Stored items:
+ + +

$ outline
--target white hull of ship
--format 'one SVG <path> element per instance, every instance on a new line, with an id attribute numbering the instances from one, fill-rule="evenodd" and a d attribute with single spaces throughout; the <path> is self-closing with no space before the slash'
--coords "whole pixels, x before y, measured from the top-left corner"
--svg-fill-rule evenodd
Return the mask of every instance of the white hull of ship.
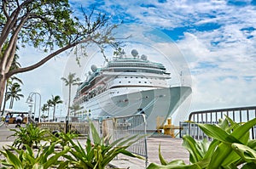
<path id="1" fill-rule="evenodd" d="M 83 103 L 81 110 L 103 119 L 144 113 L 147 131 L 155 131 L 190 93 L 189 87 L 110 89 Z"/>

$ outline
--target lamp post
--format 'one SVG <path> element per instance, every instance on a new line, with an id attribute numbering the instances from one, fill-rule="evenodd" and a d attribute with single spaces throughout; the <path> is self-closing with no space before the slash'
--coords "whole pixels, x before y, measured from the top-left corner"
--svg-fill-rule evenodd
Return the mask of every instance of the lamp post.
<path id="1" fill-rule="evenodd" d="M 26 102 L 28 104 L 28 106 L 30 107 L 30 116 L 32 114 L 32 104 L 34 104 L 34 115 L 36 115 L 36 108 L 37 108 L 37 95 L 39 96 L 39 110 L 38 110 L 38 122 L 40 122 L 41 121 L 41 94 L 39 93 L 36 93 L 36 92 L 32 92 L 29 93 L 27 99 L 26 99 Z M 33 99 L 32 97 L 35 96 L 35 102 L 33 103 Z"/>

+ + +

§ **WHAT THIS TASK INVOLVES**
Please duplicate the items from their very start through the line containing "83 103 L 81", with both ends included. Omit the pictures from your copy.

§ **FINISHED EXERCISE**
$ outline
--target white hull of ship
--format 'one SVG <path> element per instance, every instance on a new line, with an id attribute numbering the instances from one, fill-rule="evenodd" and a d attribute with single spaces throughout; the <path> is self-closing with no space before the slash'
--coords "whole pixels, x before y, measured from the top-left corner"
--svg-fill-rule evenodd
Return the mask of every instance of the white hull of ship.
<path id="1" fill-rule="evenodd" d="M 83 103 L 81 110 L 103 119 L 144 113 L 147 131 L 155 131 L 190 93 L 189 87 L 110 89 Z"/>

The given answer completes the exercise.